▸ Testo estratto
□ □ □ □ □ □ □

Roma e l’Ungheria, dal Barocco ai giorni nostri una lunga storia d’amore
Intervista a Istvan Puskas, direttore dell’Accademia d’Ungheria
Articolo e video di Ilaria Di Nardo
L’edificio, che pone le basi su un porto fluviale di epoca romana, nel 1638 fu acquistato da Orazio Falconieri, ed è così che la famiglia con lo stemma del falco vi si stabilì, decidendo però di farlo restaurare dal grande Francesco Borromini, in quanto troppo modesto e non consono al rango della famiglia.
Alzando gli occhi è possibile vedere in alto tre cerchi d’oro (spirito, materia, anima) con il sole raggiante in un’unica direzione: bellissimi stucchi che rappresentano il concetto filosofico di connessione tra materia e spirito.
Si respira ancora nell’aria la cultura di allora. Nel 1894, infatti, Vilmos Fraknoi acquistò un terreno nel quartiere Nomentano e qui fece costruire un edificio che venne inaugurato nell’aprile del 1894 come sede dell’Istituto Storico Ungherese.

□ □ □ □ □ □ □

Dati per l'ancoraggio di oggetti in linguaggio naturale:
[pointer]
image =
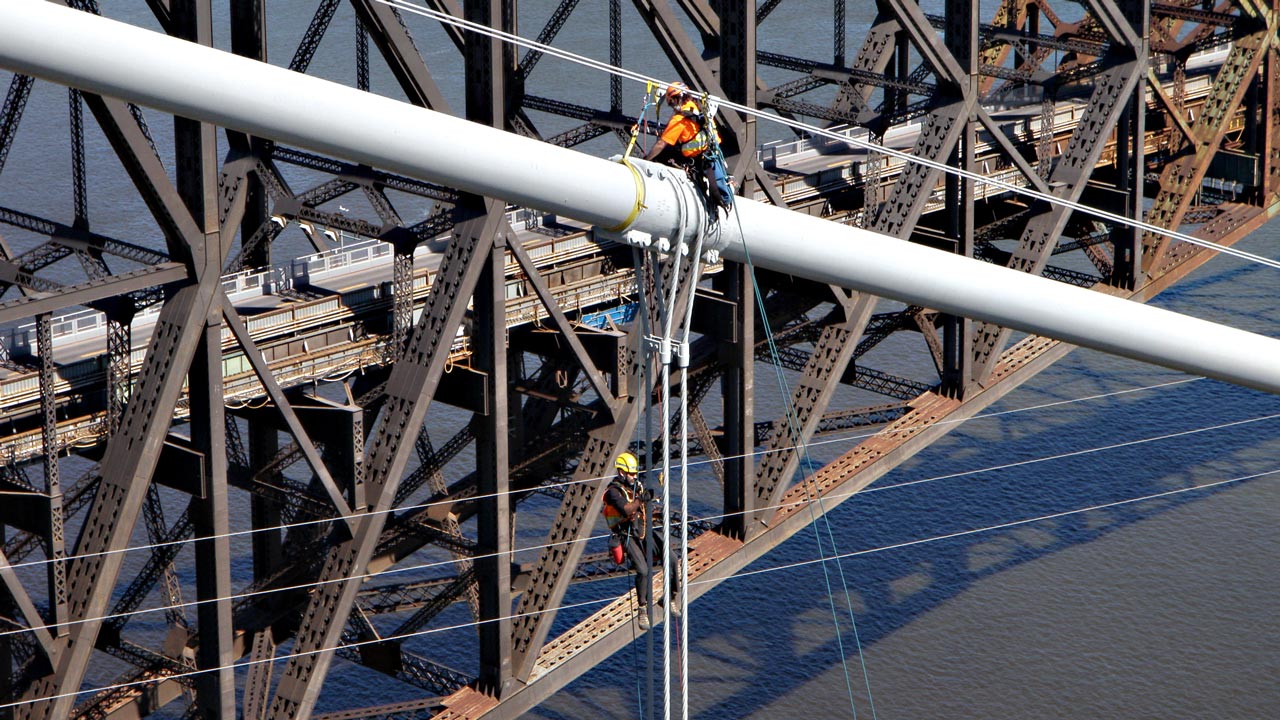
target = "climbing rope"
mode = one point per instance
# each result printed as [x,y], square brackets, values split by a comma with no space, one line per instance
[792,424]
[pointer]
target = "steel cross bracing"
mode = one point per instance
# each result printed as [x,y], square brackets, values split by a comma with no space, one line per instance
[568,402]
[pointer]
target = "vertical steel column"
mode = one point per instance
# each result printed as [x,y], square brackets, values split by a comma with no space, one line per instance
[493,520]
[196,180]
[78,185]
[248,39]
[489,68]
[55,547]
[215,691]
[264,443]
[961,40]
[737,386]
[737,80]
[1130,167]
[402,297]
[1269,140]
[119,349]
[7,675]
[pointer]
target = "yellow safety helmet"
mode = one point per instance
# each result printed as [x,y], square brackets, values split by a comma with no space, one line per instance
[627,463]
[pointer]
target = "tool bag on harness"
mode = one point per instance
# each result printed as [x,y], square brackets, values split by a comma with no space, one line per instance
[620,523]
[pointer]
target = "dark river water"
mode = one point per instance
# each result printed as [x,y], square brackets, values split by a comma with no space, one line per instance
[1097,604]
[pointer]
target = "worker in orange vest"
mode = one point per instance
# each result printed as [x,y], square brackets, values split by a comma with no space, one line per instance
[684,144]
[626,504]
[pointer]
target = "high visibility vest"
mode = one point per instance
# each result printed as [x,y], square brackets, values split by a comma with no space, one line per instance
[615,518]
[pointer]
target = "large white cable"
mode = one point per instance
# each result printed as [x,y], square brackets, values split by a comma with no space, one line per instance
[831,135]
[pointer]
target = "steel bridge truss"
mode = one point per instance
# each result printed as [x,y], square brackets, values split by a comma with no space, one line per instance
[423,454]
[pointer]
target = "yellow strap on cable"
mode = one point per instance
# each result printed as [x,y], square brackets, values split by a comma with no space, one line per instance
[635,212]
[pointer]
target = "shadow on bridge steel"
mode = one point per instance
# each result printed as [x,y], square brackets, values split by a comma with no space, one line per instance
[743,639]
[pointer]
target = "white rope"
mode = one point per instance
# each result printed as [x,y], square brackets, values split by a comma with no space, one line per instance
[603,601]
[707,518]
[831,135]
[979,470]
[1004,525]
[568,483]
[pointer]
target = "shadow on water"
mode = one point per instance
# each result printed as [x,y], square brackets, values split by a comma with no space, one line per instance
[760,637]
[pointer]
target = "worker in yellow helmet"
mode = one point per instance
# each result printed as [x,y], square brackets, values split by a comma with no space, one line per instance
[625,511]
[685,144]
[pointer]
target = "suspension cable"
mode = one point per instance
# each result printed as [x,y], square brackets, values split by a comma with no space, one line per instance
[832,135]
[784,505]
[568,483]
[608,600]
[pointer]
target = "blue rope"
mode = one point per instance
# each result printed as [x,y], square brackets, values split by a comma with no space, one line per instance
[794,427]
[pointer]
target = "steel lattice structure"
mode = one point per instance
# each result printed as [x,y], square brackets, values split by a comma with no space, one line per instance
[448,428]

□ □ □ □ □ □ □

▸ Prova tu
Riprendi l'articolo su Roma e l'Ungheria e portalo avanti da dove si ferma. I record qui non servono a nulla.

▸ Risposta
Venivano ospitati borsisti e studiosi e solo l’anno successivo Franknoi decise di costruire un ulteriore edificio, l’Accademia di Belle Arti per artisti ungheresi a Roma, che oggi è l’ambasciata d’Ungheria presso la Santa Sede. Con la caduta della monarchia Austro-Ungarica il nuovo governo aprì le porte verso l’Europa. Fu allora che venne acquistato palazzo Falconieri in via Giulia. Tutt’ora l’ambiente è frequentato da artisti, studenti e studiosi, tutti borsisti dell’Accademia. Dal 1992 l’istituto ospita una galleria d’arte, dove si svolgono ogni anno mostre di borsisti dell’Accademia e di altri artisti ungheresi. Nella sala del palazzo, invece, si tengono spesso convegni, concerti e proiezioni cinematografiche.
Un polo culturale e un luogo al centro della capitale, sicuramente da visitare, perché la cultura vive proprio negli scambi, a volte anche inaspettati!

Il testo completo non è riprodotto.